↓↓↓
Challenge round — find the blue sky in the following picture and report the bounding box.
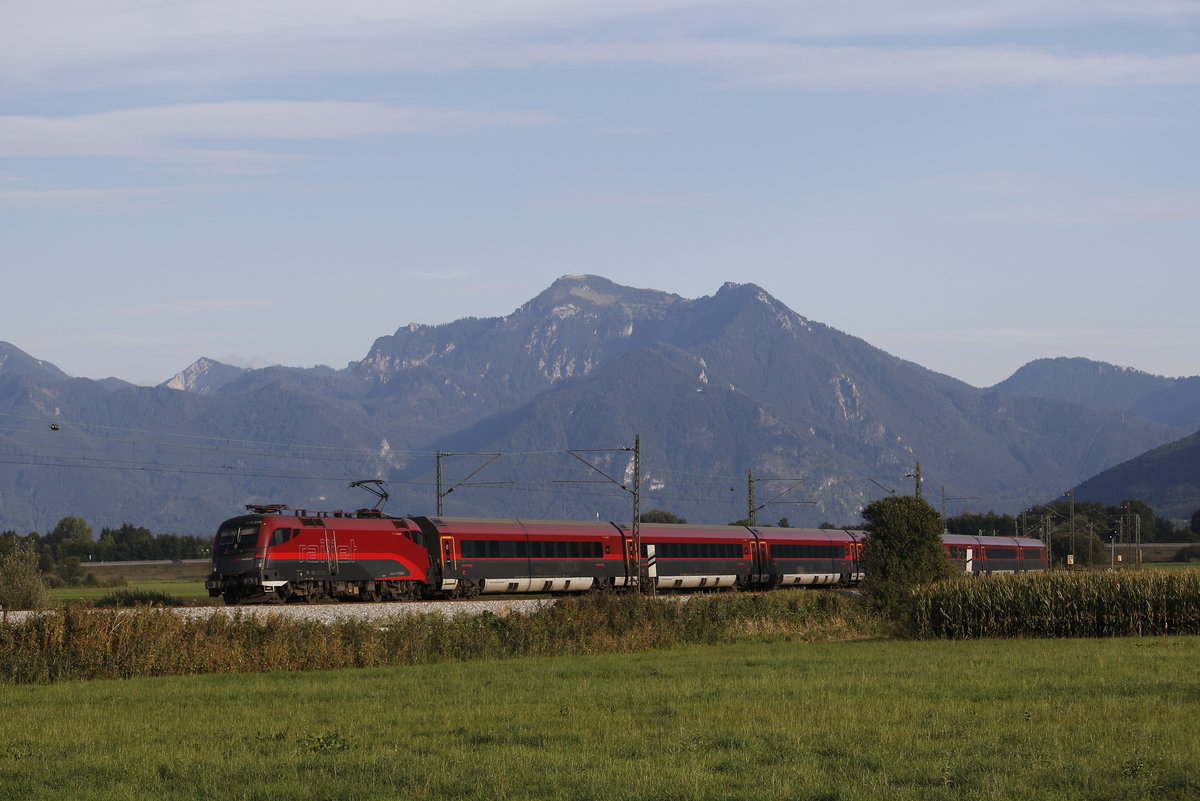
[0,0,1200,386]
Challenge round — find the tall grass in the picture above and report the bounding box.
[0,591,876,683]
[912,571,1200,639]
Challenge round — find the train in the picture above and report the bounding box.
[205,506,1049,604]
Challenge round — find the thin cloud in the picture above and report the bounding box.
[113,297,275,318]
[0,185,232,211]
[953,191,1200,225]
[0,101,550,167]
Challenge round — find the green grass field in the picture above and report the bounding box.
[47,578,211,607]
[0,637,1200,801]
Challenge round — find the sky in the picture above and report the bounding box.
[0,0,1200,386]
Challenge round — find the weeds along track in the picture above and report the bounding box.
[0,592,878,683]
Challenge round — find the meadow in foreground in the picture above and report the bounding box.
[0,637,1200,801]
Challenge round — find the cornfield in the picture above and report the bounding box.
[913,571,1200,639]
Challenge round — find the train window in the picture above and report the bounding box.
[770,544,845,559]
[217,520,259,555]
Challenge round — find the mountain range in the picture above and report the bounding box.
[0,276,1200,534]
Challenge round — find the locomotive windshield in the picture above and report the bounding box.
[214,520,259,556]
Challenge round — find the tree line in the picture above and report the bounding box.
[0,517,211,573]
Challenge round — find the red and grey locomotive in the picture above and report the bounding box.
[206,506,1048,604]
↑↑↑
Could you write out every entry above word for word, leaving the picture out?

Challenge round — find the blue sky in the following picture and report the bounding box.
[0,0,1200,386]
Challenge round — find the tall grass in the picture above and report the bounding box.
[0,591,876,683]
[912,571,1200,639]
Challenge round — find the train in the picture above and report the bounding box.
[205,506,1049,604]
Challenge round — find the thin cloud in the picture above and report the bounding box.
[113,297,275,318]
[0,185,232,211]
[953,191,1200,225]
[0,101,550,167]
Challenge round — find the green grass field in the picture above and report the bounding box.
[47,578,211,607]
[0,637,1200,801]
Challenge round — find the sky in the picture above and report the bounding box.
[0,0,1200,386]
Challenge round — find the weeds along track in the picture above and report the bounding box.
[0,592,878,683]
Challenge round — find the meadow in foreground in the picture above and report the bounding box.
[0,637,1200,801]
Challenge round — find the cornfield in the picture above and report the bounding box.
[913,571,1200,639]
Challenge round — find the train window in the picture above and report the bounding box.
[770,544,845,559]
[217,520,259,555]
Challenge round — find the mountain range in the picture above and report the bounding box.
[0,276,1200,534]
Challenge round — find the locomotive windshield in the picture above and report the bounding box.
[214,520,259,556]
Challenge round — find the tree line in the picture above and report the bounding box.
[0,517,211,573]
Challenge round — find the red and grey locomotive in the picture above and report the bounding box.
[206,506,1048,604]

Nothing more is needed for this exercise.